DOCUMENT SEGMENT
========

A REMAINER lawyer said Boris Johnson can’t be trusted not to engage in “low, dishonest, dirty tricks” as he battled the government at the Supreme Court.
Aidan O’Neill told the 11 justices that No10’s documents on the Parliament shutdown should not be taken as the “complete truth”.
He added that their reasons behind proroguing should not be believed as "gospel".
Mr O’Neill represents a cross party group of 70 MPs and anti-Brexit activists who won an appeal at the Court of Session in Edinburgh – with judges decided the PM's shutdown was "unlawful".
But a High Court judge dismissed a similar challenge by Remainer lawyer Gina Miller and Sir John Major – leading to the case being brought to the Supreme Court this week.
Mr O'Neill made the comments after telling the court about a memo sent to the PM, by his adviser Nikki da Costa, proposing the shutdown, on August 15.
In the reply, the following day, Boris said: “The whole September session is a rigmarole introduced by girly swot Cameron to show the public that MPs were earning their crust.
“I don’t see anything especially shocking about this prorogation.
“As Nikki notes, it is OVER THE CONFERENCE SEASON so that the sitting days lost are actually very few.”

========

RECORDS FOR PROCESSING
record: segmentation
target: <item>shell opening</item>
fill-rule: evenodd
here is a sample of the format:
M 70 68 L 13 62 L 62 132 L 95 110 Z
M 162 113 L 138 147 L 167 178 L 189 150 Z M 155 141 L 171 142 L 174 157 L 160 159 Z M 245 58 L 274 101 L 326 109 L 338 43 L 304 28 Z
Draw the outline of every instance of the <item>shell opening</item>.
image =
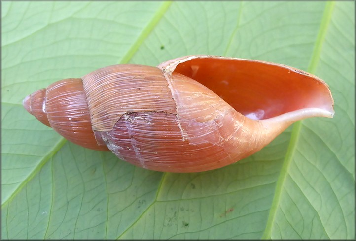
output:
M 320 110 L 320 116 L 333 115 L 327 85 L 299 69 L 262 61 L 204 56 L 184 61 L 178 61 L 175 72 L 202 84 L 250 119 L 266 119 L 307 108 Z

========

PROBLEM A
In the prorogation article, what reason does Boris Johnson give for seeing nothing especially shocking about the prorogation?
PROBLEM B
Write out the records again with "shell opening" swapped for "shell aperture" and everything else unchanged, leaving out the pictures.

WORKED SOLUTION A
Johnson says that, as Nikki da Costa notes, the prorogation falls over the conference season, so very few sitting days are actually lost.

WORKED SOLUTION B
record: segmentation
target: <item>shell aperture</item>
fill-rule: evenodd
here is a sample of the format:
M 70 68 L 13 62 L 62 132 L 95 110 Z
M 162 113 L 138 147 L 167 178 L 189 150 Z M 155 141 L 171 142 L 174 157 L 160 159 Z M 245 58 L 274 101 L 326 109 L 338 43 L 304 28 Z
Draw the outline of every instance of the <item>shell aperture</item>.
image =
output:
M 320 110 L 320 116 L 333 115 L 327 85 L 299 69 L 262 61 L 204 56 L 184 61 L 178 61 L 175 72 L 202 84 L 250 119 L 266 119 L 307 108 Z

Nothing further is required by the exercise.